### WHAT YOU NEED TO DO
Each entry needs to be restated exactly as written.

::: MATERIAL PROVIDED

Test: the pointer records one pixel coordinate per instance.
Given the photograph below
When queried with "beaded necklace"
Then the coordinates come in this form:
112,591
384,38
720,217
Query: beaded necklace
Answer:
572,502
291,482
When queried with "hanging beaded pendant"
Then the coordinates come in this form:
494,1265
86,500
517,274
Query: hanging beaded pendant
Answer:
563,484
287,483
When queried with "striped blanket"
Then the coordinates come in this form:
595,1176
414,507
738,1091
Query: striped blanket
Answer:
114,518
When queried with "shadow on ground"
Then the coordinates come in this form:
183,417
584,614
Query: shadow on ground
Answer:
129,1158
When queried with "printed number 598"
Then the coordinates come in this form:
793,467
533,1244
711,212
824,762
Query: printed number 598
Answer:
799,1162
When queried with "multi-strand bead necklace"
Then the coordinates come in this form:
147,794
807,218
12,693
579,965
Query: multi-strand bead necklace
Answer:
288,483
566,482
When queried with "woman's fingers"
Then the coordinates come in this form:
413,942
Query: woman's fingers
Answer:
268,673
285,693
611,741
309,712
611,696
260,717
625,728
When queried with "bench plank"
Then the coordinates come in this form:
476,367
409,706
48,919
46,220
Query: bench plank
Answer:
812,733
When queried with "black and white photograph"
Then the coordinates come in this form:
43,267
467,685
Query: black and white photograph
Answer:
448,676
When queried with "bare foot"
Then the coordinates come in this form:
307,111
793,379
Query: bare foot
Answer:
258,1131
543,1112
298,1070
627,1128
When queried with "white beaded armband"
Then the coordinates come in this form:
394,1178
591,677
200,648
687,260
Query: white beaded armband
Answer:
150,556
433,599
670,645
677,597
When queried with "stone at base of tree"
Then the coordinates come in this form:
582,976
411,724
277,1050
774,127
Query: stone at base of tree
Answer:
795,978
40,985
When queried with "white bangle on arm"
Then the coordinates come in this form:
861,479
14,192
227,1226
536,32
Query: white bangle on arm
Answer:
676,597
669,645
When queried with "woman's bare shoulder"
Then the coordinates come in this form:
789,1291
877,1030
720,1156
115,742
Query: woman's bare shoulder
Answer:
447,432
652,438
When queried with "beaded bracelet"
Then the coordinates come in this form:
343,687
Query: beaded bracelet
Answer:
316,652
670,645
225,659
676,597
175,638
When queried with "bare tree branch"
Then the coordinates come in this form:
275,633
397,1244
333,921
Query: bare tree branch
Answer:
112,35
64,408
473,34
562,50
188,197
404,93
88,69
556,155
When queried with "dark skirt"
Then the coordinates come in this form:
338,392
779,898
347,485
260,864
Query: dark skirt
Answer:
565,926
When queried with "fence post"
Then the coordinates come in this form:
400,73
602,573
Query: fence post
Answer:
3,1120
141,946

::::::

### RESULT OF THE EXERCISE
Test: the pointer records one pixel coordinate per instance.
Given the photograph below
When queried with "beaded necklace"
Then the coordinates come in this form:
112,591
384,38
720,217
Query: beaded necklace
Answer:
572,502
291,482
When queried with "hanging beaded pendant"
Then the coordinates come in this form:
494,1265
86,500
517,274
Query: hanging beaded pendant
Answer:
563,484
287,483
When queried with "striped blanket"
Then the coordinates come in this form:
595,1176
414,507
738,1091
Query: striped blanket
Answer:
114,518
When queried with "shadow on ground"
Then the coordinates come in this form:
183,417
584,614
Query: shadow on ground
Answer:
129,1158
When queried with "printed number 598"
Then the coordinates come in this form:
793,467
533,1244
711,212
824,762
Query: printed number 598
Answer:
799,1162
When queried with "multi-strand bead necklace"
Then the coordinates come in this form:
147,794
807,218
12,693
579,965
Query: multi-strand bead necklace
Answer:
288,483
566,482
When queried with "woman's fingers"
Then the coordinates come in this form:
413,942
Query: woman's fingers
Answer:
268,673
285,693
611,741
309,712
611,696
260,717
625,728
When queried with "bench plank"
Then the coordinates come in this form:
476,367
409,706
48,919
46,220
Query: bench plank
Answer:
812,733
When queried with "black and white photograph"
Then the coordinates come in this form:
43,267
467,685
Query: black and white photograph
Answer:
448,676
When queried with "bare foot"
Then the coordinates come in this form:
307,111
793,379
Query: bare foot
Answer:
258,1131
543,1112
298,1070
627,1128
When queried with "white beaded armband"
Then the coordinates come in this form:
394,1178
591,677
200,648
687,260
Query: white beaded armband
Answer:
150,556
433,599
670,645
677,597
When queried with "stone at base of tree"
Then the coordinates come in this form:
582,976
411,724
277,1050
774,127
Query: stone at base of tree
Answer:
795,978
40,985
When queried with "white bangle on arm"
Then the coordinates come in this form:
861,479
14,192
227,1226
536,32
Query: white bangle on arm
Answer:
676,597
669,645
When queried with "woman's bare shoulder"
Then the coordinates come in this form:
789,1291
877,1030
720,1156
115,742
Query: woman's bare shoulder
Answer:
447,432
652,438
When queried with "beaded bracelet"
Then the coordinates come in this form:
343,687
Query: beaded bracelet
Answer:
316,652
670,645
225,659
676,597
175,638
When queried with "bare tree branch"
Then the coordinates come in this form:
275,633
397,1244
333,921
Query: bare tree branch
Answer:
112,35
64,408
473,34
562,50
188,197
404,93
88,69
556,155
When queried with "dark skirt"
Then the coordinates come in this form:
338,392
779,898
347,485
260,864
Query: dark skirt
Answer:
565,926
When queried with "fence post"
Then the coordinates come in this form:
400,73
602,573
Query: fence post
Answer:
3,1120
141,946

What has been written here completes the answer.